▸ **CHALLENGES**
**A.** Copy out the stretch of the web cookie article from "The implementation of" through "a user’s history.".
**B.** Extend the article on the history of the web cookie, picking up right after its final sentence.

▸ **EXCERPT PROVIDED**

Baking the Data Layer

The cookie turned 20 just the other day. More than a tasty morsel of technology, two decades of experimentation have created considerable value around its use.

The cookie originated with the ninth employee of Netscape, Lou Montulli. Fresh out of college in June 1994, Montulli sought to embed a user’s history in a browser’s functions. He added a simple tool, keeping track of the locations users visited. He called his tool a “cookie” to relate it to an earlier era of computing, when systems would exchange data back and forth in what programmers would call “magic cookies.” Every browser maker has included cookies ever since.

The cookie had an obvious virtue over many alternatives: It saved users time, and provided functionality that helped complete online transactions with greater ease. All these years later, very few users delete them (to the disappointment of many privacy experts), even in the browsers designed to make it easy to do so.

Montulli’s invention baked into the Web many questions that show up in online advertising, music, and location-based services. Generating new uses for information requires cooperation between many participants, and that should not be taken for granted.

The cookie’s evolution

Although cookies had been designed to let one firm track one user at a time, in the 1990s many different firms experimented with coordinating across websites in order to develop profiles of users. Tracking users across multiple sites held promise; it let somebody aggregate insights and achieve a survey of a user’s preferences. Knowing a user’s preferences held the promise of more effective targeting of ads and sales opportunities.

DoubleClick was among the first firms to make major headway into such targeting based on observation at multiple websites. Yet, even its efforts faced difficult challenges. For quite a few years nobody ever targeted users with any precision, and overpromises fueled the first half-decade of experiments.

The implementation of pay-per-click and the invention of the keyword auction—located next to an effective search engine—brought about the next great jump in precision. That, too, took a while to ripen, and, as is well known, Google largely figured out the system after the turn of the millennium.

Today we are awash in firms involved in the value chain to sell advertising against keyword auctions. Scores stir the soup at any one time, some using data from cookies and some using a lot more than just that. Firms track a user’s IP addresses, and the user’s Mac address, and some add additional information from outside sources. Increasingly, the ads know about the smartphone’s longitude and latitude, as well as an enormous amount about a user’s history.

All the information goes into instantaneous statistical programs that would make any analyst at the National Security Agency salivate. The common process today calculates how alike one individual is to another, assesses whether the latest action alters the probability the user will respond to a type of ad, and makes a prediction about the next action.

Let’s not overstate things. Humans are not mechanical. Although it is possible to know plenty about a household’s history of surfing, such data can make general predictions about broad categories of users, at best. The most sophisticated statistical software cannot accurately predict much about a specific household’s online purchase, such as the size of expenditure, its timing, or the branding.

▸ **LISTED ENTRIES**
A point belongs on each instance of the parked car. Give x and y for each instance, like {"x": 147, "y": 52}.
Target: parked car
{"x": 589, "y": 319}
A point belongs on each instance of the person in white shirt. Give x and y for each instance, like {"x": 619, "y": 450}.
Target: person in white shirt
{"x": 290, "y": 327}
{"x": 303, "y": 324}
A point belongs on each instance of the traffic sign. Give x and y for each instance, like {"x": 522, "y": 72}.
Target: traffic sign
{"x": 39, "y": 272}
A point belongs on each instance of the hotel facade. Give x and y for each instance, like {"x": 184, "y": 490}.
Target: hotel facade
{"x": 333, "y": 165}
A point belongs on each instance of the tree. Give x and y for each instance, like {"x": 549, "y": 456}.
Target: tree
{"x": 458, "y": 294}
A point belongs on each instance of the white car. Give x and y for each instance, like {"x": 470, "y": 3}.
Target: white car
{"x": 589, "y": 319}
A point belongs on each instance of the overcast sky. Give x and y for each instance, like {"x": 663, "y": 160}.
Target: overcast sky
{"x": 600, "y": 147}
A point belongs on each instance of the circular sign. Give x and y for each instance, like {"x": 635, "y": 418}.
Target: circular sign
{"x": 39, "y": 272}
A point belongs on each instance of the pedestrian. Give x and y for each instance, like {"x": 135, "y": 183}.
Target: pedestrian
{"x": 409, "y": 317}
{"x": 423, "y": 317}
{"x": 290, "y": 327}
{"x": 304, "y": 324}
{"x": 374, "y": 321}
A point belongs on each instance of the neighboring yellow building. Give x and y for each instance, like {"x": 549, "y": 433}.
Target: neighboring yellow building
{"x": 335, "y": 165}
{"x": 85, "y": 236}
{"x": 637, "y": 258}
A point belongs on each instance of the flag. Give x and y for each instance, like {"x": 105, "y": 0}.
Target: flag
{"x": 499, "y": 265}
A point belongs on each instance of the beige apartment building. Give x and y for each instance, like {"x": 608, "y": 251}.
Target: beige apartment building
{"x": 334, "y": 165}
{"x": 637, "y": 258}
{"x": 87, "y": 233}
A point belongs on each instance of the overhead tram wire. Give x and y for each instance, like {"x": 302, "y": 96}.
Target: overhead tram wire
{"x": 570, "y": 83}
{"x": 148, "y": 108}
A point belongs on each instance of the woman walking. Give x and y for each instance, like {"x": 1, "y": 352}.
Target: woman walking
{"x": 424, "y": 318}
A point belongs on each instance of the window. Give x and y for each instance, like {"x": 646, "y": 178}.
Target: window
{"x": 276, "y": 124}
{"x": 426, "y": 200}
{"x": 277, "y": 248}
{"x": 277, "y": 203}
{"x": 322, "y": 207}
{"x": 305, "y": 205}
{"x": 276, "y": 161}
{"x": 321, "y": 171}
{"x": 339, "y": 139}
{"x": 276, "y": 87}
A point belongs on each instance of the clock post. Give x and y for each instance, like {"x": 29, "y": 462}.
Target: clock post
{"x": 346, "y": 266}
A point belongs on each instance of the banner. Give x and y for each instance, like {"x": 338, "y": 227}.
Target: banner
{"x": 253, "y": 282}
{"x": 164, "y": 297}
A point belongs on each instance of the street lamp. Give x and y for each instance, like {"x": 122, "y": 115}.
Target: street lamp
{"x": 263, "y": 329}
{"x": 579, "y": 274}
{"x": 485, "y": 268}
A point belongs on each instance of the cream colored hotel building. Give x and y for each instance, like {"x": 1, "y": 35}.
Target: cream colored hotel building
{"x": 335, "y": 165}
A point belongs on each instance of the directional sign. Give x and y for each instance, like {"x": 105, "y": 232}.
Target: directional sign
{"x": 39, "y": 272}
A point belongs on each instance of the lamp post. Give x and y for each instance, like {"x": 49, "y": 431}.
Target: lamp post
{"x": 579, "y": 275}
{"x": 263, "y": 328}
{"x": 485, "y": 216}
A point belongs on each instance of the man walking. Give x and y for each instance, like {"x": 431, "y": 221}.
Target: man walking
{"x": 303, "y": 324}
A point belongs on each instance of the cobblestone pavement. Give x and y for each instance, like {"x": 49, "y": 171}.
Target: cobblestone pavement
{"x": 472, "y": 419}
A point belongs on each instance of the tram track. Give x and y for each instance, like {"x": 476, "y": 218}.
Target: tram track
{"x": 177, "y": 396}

▸ **FINAL RESULTS**
**A.**
The implementation of pay-per-click and the invention of the keyword auction—located next to an effective search engine—brought about the next great jump in precision. That, too, took a while to ripen, and, as is well known, Google largely figured out the system after the turn of the millennium.

Today we are awash in firms involved in the value chain to sell advertising against keyword auctions. Scores stir the soup at any one time, some using data from cookies and some using a lot more than just that. Firms track a user’s IP addresses, and the user’s Mac address, and some add additional information from outside sources. Increasingly, the ads know about the smartphone’s longitude and latitude, as well as an enormous amount about a user’s history.

**B.**
Online ads also are still pretty crude. Recently I went online and bought flowers for my wedding anniversary and forgot to turn off the cookies. Not an hour later, a bunch of ads for flowers turned up in every online session. Not only were those ads too late to matter, but they flashed later in the evening after my wife returned home and began to browse, ruining what was left of the romantic surprise.

Awash in metadata

Viewed at a systemic level, the cookie plays a role in a long chain of operations. Online ads are just one use in a sizable data-brokerage industry. It also shapes plenty of the marketing emails a typical user receives, as well as plenty of offline activities, too.

To see how unique that is, contrast today’s situation with the not-so-distant past.

Consider landline telephone systems. Metadata arises as a byproduct of executing normal business processes. Telephone companies needed the information for billing purposes—for example, the start and stop time for a call, area codes and prefix to indicate originating and ending destination, and so on. It has limited value outside of the stated purpose to just about everyone except, perhaps, the police and the NSA.

Now contrast with a value chain involving more than one firm, again from communications, specifically, cellular phones. Cell phone calls also generate a lot of information for their operations. The first generation of cell phones had to triangulate between multiple towers to hand off a call, and that process required the towers to generate a lot of information about the caller’s location, the time of the call, and so on.

Today’s smartphones do better, providing the user’s longitude and latitude. Many users enable their smartphone’s GPS because a little moving dot on an electronic map can be very handy in an unfamiliar location (for example). That is far from the only use for GPS.

Cellular metadata has acquired many secondary values, and achieving that value involves coordination of many firms, albeit not yet at an instantaneous scale suggestive of Internet ad auctions. For example, cell phone data provides information about the flow of traffic in specific locations. Navteq, which is owned by the part of Nokia not purchased by Microsoft, is one of many firms that make a business from collecting that data. The data provide logistics companies with predictable traffic patterns for their planning.

Think of the modern situation this way: One purpose motivated collecting metadata, and another motivated repurposing the metadata. The open problem focuses on how to create value by using the data for something other than its primary purpose.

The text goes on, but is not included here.